# Travail demandé
1. Résumez en deux phrases la critique de l'album Can't Touch Us Now.
2. Prolongez la critique de l'album Can't Touch Us Now à partir de sa dernière phrase.

Il y a, dans cet album bilan des airs de grâce et des relents de The Pogues quand ceux-ci étaient les dignes dépositaires de l'histoire folklorique de l'Irlande et de ses excès au travers de textes réalistes alcoolisés accompagnés de mélodies joyeuses.
Comme un Vito Corleone passant en revue sa vie dans l'east-side de New York, faisant le décompte des morts et des vivants, des erreurs et des bonnes actions, des bons et des mauvais souvenirs, Can't Touch Us Now et ses seize titres s'imposent en testament d'un des groupes qui restera comme le plus anglais, le plus impertinent et le plus remarquable des années 80 pour parvenir, quasi intact, jusqu'aux générations actuelles. Ces dernières, reconnaissantes, n'ont jamais manqué l'occasion de rendre hommage à des ainés dont les titres squattent encore les pistes de danses du monde entier faisant remuer des foules bigarrées sur One Step Beyond, Our House ou Night Boat To Cairo ; autant de titres qui n'ont jamais été pensés ou joués pour attirer les foules et c'est bien là tout le génie de ces Madness à qui on ne peut que souhaiter une longue vie sans aucun droit à la retraite !

Enregistrements de placement de points
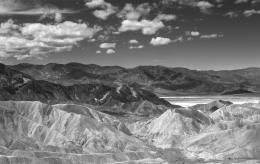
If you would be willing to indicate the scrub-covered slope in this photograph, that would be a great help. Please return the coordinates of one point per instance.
(15, 85)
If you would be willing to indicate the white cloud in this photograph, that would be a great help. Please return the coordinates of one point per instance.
(211, 36)
(148, 27)
(107, 45)
(29, 7)
(249, 13)
(130, 12)
(136, 47)
(240, 1)
(204, 6)
(166, 17)
(133, 41)
(110, 51)
(106, 9)
(35, 39)
(95, 3)
(194, 33)
(158, 41)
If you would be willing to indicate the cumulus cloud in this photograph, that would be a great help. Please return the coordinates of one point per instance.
(107, 45)
(110, 51)
(146, 26)
(193, 33)
(133, 41)
(105, 9)
(166, 17)
(204, 6)
(134, 13)
(249, 13)
(158, 41)
(35, 39)
(136, 47)
(241, 1)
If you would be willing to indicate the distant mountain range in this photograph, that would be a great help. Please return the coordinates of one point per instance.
(158, 79)
(121, 99)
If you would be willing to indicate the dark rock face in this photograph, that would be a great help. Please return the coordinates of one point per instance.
(122, 98)
(161, 80)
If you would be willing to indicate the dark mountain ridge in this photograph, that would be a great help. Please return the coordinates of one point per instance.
(158, 79)
(15, 85)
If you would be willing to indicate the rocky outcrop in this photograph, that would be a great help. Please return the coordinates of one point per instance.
(212, 106)
(230, 133)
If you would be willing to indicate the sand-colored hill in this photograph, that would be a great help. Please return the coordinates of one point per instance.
(231, 133)
(37, 133)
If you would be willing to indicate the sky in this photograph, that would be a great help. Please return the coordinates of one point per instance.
(207, 34)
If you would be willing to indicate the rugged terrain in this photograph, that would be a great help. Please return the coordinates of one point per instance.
(78, 114)
(229, 134)
(122, 99)
(158, 79)
(34, 132)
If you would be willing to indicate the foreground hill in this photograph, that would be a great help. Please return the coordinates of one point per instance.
(37, 133)
(159, 79)
(123, 99)
(229, 134)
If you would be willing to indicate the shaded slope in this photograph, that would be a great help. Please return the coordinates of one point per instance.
(117, 98)
(162, 80)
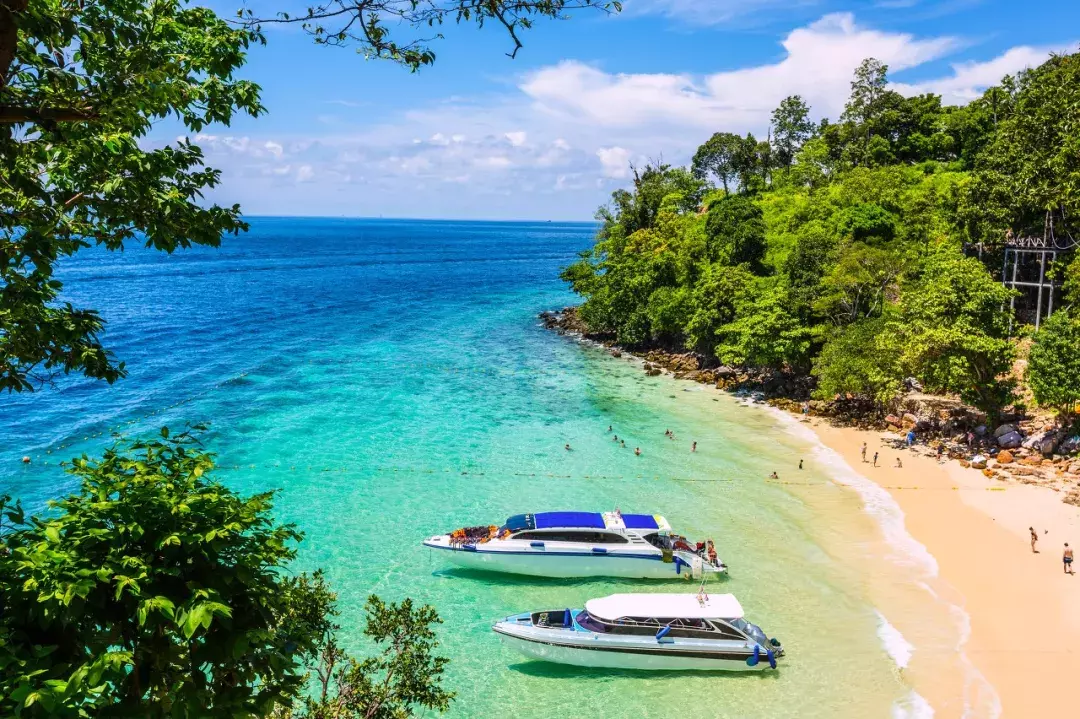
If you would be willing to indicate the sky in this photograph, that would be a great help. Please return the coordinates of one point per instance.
(552, 133)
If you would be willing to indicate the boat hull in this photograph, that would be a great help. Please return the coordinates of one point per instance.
(564, 565)
(595, 654)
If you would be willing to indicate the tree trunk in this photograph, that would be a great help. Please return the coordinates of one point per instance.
(9, 35)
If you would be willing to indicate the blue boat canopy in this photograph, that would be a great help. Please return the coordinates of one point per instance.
(578, 519)
(639, 521)
(520, 521)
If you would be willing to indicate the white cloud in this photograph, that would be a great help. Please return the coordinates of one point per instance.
(819, 64)
(615, 161)
(575, 130)
(969, 80)
(516, 138)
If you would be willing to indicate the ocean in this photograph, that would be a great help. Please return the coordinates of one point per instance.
(392, 381)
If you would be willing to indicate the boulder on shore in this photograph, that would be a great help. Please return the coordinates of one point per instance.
(1004, 429)
(1010, 439)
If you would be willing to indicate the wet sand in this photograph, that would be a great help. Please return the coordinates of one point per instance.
(1024, 610)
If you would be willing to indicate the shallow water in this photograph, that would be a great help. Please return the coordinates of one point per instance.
(392, 380)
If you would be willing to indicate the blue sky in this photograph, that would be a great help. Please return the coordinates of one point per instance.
(551, 134)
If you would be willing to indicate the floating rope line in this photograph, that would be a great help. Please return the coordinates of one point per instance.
(375, 470)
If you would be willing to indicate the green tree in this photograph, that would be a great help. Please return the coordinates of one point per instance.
(153, 592)
(158, 592)
(1028, 178)
(1053, 369)
(954, 329)
(791, 129)
(862, 360)
(81, 84)
(765, 333)
(717, 158)
(734, 231)
(405, 675)
(864, 105)
(373, 26)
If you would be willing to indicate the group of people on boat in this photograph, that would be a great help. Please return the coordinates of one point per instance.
(476, 534)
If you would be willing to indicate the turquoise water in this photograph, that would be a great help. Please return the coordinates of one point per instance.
(391, 379)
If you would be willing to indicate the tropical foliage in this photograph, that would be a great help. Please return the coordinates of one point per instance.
(156, 591)
(839, 248)
(81, 83)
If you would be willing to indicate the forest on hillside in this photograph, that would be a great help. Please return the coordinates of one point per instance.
(861, 252)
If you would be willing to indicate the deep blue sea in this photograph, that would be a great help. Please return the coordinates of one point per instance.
(391, 379)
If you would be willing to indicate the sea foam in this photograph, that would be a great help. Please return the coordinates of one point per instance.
(980, 697)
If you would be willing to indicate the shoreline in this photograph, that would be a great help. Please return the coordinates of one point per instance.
(1022, 632)
(1020, 639)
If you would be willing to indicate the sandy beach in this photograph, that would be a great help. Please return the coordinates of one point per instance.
(1025, 624)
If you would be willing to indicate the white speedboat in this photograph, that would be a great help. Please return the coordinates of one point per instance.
(660, 632)
(579, 544)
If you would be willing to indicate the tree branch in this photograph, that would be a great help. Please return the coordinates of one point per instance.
(11, 114)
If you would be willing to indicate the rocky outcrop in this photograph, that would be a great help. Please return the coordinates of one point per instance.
(1010, 439)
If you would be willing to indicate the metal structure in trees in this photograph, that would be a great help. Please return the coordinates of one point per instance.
(1025, 268)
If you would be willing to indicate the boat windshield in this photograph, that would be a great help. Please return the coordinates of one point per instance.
(752, 631)
(589, 623)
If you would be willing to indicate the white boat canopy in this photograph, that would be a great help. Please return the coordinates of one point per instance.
(665, 606)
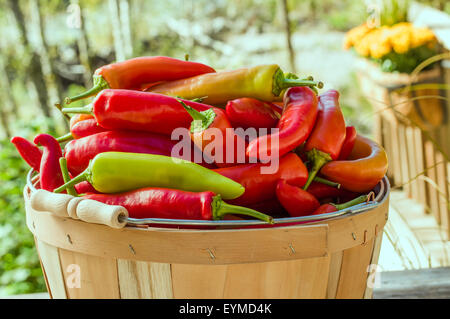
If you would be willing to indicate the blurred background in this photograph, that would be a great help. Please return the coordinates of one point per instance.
(50, 49)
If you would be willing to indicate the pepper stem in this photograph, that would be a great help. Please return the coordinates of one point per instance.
(77, 179)
(59, 107)
(318, 159)
(356, 201)
(65, 138)
(78, 110)
(201, 120)
(196, 115)
(283, 81)
(326, 182)
(99, 85)
(220, 209)
(63, 164)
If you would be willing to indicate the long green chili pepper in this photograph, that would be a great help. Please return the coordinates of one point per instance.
(113, 172)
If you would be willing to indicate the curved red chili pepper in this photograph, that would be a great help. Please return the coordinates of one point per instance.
(28, 151)
(320, 191)
(85, 128)
(79, 152)
(139, 73)
(50, 171)
(85, 187)
(295, 124)
(248, 112)
(260, 187)
(295, 200)
(349, 142)
(328, 135)
(330, 207)
(138, 111)
(174, 204)
(203, 135)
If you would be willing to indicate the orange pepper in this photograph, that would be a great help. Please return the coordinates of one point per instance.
(365, 167)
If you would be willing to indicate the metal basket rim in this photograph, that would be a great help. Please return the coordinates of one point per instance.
(380, 197)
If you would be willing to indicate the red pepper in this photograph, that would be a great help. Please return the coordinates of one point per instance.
(139, 111)
(29, 152)
(85, 187)
(328, 135)
(85, 128)
(203, 135)
(295, 124)
(320, 191)
(364, 168)
(330, 208)
(261, 187)
(139, 73)
(79, 152)
(295, 200)
(349, 142)
(175, 204)
(248, 112)
(50, 172)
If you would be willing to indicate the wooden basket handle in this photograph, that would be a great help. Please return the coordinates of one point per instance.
(92, 211)
(87, 210)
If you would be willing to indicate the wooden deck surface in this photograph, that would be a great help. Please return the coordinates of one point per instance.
(412, 239)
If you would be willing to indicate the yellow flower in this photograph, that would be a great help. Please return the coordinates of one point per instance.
(355, 35)
(377, 42)
(400, 37)
(422, 36)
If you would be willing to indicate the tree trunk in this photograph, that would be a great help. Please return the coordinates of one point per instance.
(124, 8)
(287, 29)
(83, 48)
(34, 66)
(116, 30)
(10, 104)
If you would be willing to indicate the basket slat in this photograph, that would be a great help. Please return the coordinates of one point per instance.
(97, 276)
(49, 257)
(353, 277)
(144, 280)
(334, 273)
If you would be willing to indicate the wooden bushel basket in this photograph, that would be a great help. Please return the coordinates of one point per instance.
(326, 259)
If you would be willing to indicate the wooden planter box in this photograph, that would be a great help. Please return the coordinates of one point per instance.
(414, 135)
(327, 259)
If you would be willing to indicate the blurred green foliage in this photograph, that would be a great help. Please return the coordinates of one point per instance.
(406, 62)
(20, 270)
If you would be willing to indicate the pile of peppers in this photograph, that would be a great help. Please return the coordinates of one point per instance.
(120, 149)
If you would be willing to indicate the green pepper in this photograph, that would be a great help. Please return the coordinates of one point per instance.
(114, 172)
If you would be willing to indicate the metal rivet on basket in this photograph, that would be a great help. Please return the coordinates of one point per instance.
(365, 238)
(211, 254)
(292, 248)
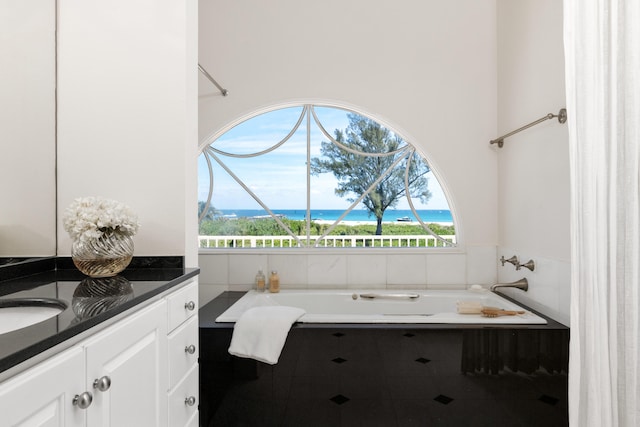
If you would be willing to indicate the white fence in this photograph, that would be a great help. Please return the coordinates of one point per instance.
(412, 241)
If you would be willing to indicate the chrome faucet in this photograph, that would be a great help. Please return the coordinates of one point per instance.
(520, 284)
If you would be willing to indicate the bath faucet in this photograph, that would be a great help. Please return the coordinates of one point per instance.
(520, 284)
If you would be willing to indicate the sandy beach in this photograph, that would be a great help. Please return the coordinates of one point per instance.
(343, 222)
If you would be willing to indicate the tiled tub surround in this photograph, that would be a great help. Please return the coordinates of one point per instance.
(144, 279)
(387, 375)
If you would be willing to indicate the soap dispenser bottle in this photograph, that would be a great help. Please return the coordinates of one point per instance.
(274, 282)
(260, 281)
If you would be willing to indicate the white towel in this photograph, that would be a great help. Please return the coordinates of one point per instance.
(260, 332)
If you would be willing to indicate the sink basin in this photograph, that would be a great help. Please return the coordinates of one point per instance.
(19, 313)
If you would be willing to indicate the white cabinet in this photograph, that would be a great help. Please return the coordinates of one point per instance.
(43, 395)
(129, 362)
(183, 352)
(142, 371)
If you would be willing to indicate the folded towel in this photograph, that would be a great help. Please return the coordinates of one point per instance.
(260, 332)
(469, 307)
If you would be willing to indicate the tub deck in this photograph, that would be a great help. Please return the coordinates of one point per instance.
(383, 306)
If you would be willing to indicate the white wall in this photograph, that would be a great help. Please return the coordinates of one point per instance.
(425, 68)
(127, 123)
(27, 128)
(534, 164)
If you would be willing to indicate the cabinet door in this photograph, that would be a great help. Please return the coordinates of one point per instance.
(43, 395)
(129, 362)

# Résultats de l'exercice
1. Avec ses seize titres, l'album Can't Touch Us Now fait figure de bilan et de testament pour Madness, l'un des groupes les plus anglais, les plus impertinents et les plus remarquables des années 80, et rappelle par moments The Pogues. Les générations actuelles ne manquent jamais de rendre hommage au groupe, dont les morceaux comme One Step Beyond, Our House ou Night Boat To Cairo font toujours danser les foules du monde entier sans avoir jamais été pensés pour les attirer.

2.
S'il semble de plus en plus difficile pour eux depuis plusieurs années d'écrire le hit, le morceau qui va renverser la table et l'histoire comme beaucoup d'anciens de leurs titres l'ont fait, on ne peut qu'aimer cet album – disponible dans une version Deluxe agrémentée d'un jeu de cartes (également jeu de société inventé par un de leur proche), d'un double CD et de photos du groupe – d'une authenticité et d'une honnêteté criantes.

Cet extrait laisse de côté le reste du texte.